Collected data:

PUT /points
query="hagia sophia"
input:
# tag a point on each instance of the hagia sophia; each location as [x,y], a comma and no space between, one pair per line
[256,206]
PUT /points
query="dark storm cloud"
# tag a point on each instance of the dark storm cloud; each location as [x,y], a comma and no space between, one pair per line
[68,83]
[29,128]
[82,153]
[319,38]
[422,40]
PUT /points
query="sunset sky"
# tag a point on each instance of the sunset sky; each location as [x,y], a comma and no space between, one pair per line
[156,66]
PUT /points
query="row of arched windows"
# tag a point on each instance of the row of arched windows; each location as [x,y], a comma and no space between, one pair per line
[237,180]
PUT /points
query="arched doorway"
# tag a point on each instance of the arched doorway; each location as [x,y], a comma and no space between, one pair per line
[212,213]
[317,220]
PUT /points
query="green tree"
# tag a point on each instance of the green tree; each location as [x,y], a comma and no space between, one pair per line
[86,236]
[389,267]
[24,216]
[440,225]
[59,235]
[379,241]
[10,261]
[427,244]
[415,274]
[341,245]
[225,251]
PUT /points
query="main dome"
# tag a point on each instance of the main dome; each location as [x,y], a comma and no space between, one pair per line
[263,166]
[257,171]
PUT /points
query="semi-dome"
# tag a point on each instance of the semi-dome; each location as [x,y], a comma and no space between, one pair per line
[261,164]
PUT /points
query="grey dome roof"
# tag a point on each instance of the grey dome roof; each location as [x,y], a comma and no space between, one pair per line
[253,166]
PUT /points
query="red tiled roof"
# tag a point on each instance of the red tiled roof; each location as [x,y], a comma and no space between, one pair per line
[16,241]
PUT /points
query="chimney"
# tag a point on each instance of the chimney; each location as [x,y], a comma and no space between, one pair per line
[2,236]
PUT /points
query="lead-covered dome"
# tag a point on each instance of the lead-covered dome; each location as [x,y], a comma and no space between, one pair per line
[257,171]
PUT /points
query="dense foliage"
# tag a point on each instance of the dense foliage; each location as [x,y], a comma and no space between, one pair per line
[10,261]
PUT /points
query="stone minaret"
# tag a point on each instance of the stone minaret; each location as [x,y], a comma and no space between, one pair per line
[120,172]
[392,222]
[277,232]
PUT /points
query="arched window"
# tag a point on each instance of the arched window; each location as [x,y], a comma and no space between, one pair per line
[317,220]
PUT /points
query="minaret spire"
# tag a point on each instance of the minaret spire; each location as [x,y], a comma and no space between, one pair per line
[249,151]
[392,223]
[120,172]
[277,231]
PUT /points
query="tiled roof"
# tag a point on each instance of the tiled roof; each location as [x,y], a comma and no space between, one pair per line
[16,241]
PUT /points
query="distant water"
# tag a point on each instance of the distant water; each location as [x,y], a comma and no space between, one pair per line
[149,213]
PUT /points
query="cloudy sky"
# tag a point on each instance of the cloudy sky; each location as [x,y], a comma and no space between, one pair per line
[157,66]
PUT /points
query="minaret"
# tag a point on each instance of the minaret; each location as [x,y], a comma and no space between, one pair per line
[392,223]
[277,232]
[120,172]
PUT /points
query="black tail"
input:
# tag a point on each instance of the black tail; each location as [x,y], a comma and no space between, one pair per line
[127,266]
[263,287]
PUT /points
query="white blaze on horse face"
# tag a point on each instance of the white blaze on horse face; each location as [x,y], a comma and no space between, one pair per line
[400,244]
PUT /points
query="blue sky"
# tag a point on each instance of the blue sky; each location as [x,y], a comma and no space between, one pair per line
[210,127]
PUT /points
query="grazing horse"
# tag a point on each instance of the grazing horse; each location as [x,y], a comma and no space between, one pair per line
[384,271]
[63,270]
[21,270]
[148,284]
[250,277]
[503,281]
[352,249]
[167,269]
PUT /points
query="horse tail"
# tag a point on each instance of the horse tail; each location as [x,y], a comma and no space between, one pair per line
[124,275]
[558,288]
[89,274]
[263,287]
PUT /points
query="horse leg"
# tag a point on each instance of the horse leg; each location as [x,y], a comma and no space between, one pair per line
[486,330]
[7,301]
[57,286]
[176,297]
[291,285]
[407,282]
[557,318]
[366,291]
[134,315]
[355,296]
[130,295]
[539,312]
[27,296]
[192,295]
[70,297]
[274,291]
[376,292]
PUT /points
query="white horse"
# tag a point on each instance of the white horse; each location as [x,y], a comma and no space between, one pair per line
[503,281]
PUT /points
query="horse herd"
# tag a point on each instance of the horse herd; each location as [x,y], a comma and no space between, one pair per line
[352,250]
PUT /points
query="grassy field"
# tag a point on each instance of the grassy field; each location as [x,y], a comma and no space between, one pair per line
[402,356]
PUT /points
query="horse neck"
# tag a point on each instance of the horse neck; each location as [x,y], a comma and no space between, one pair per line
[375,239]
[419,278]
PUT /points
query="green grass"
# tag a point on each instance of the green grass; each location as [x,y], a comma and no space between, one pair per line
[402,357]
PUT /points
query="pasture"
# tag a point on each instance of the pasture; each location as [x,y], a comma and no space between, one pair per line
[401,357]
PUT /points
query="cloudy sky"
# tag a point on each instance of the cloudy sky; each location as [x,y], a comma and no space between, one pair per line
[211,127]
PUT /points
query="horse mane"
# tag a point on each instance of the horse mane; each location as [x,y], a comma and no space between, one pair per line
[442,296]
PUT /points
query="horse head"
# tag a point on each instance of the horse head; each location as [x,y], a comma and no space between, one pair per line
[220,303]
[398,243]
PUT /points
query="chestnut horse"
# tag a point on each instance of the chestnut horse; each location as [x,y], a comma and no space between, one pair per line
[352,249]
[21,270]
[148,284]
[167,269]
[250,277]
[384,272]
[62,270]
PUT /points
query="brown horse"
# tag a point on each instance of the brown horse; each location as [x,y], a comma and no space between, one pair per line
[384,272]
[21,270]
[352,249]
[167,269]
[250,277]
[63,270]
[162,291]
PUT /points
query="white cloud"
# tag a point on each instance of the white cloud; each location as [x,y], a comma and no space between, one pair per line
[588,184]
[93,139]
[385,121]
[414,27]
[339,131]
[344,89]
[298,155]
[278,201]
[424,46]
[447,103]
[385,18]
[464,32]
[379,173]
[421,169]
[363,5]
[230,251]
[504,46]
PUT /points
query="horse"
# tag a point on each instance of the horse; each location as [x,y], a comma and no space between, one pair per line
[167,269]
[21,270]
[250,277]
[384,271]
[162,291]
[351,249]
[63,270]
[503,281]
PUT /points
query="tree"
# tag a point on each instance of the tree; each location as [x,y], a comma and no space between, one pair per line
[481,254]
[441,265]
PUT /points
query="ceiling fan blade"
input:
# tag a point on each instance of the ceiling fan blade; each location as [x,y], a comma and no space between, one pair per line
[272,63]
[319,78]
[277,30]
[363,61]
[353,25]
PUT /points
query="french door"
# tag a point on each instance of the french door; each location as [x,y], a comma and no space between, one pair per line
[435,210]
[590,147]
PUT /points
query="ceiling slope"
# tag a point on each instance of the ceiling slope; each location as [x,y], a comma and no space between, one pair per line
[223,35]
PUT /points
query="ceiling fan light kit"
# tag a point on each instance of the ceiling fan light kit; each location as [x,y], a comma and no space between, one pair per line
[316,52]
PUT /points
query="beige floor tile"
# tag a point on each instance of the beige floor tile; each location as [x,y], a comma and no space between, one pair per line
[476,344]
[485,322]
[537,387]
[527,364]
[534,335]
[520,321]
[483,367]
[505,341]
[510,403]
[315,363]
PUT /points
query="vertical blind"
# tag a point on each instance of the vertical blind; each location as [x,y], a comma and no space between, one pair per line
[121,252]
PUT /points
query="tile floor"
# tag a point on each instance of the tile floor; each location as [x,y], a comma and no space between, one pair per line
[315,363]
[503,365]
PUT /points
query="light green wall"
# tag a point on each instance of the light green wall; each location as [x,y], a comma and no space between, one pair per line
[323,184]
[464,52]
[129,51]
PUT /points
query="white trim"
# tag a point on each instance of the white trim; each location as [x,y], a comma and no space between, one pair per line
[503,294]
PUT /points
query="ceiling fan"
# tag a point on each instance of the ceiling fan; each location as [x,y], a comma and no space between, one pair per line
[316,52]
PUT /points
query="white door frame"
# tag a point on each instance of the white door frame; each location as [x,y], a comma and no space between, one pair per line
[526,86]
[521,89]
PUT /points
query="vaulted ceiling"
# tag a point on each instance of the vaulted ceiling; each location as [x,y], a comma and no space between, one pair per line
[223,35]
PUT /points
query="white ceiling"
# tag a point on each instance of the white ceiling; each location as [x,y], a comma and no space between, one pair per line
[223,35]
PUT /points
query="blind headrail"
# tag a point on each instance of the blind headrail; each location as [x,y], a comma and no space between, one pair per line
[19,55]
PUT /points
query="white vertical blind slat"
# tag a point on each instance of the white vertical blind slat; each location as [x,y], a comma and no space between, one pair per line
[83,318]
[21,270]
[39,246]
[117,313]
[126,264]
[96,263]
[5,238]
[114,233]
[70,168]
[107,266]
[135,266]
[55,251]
--
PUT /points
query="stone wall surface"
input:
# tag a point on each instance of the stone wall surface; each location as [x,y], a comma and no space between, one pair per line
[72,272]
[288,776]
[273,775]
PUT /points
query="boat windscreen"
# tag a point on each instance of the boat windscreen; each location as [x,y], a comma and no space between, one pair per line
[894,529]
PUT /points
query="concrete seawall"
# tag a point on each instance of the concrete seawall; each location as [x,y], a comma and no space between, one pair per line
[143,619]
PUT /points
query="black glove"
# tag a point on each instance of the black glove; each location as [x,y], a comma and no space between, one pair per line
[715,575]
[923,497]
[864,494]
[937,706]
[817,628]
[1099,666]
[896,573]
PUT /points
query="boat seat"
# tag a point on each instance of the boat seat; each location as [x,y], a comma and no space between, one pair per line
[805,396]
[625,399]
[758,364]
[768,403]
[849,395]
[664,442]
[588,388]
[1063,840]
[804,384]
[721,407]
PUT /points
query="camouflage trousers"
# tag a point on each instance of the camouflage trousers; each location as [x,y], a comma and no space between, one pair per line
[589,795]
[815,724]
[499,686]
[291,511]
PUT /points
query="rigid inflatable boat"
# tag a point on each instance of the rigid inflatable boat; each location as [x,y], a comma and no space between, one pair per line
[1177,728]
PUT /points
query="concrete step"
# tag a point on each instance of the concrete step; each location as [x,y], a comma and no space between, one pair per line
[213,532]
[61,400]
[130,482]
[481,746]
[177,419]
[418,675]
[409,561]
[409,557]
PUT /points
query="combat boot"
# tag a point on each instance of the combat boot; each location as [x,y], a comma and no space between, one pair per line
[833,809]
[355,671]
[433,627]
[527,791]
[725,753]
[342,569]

Work to be completed:
Identify every line in the listing above that contains the word "neck", and copy each of those lines.

Task answer:
query="horse neck"
# tag a point on each instance of the horse neck; each location as [x,y], a comma and no space between, one pair per line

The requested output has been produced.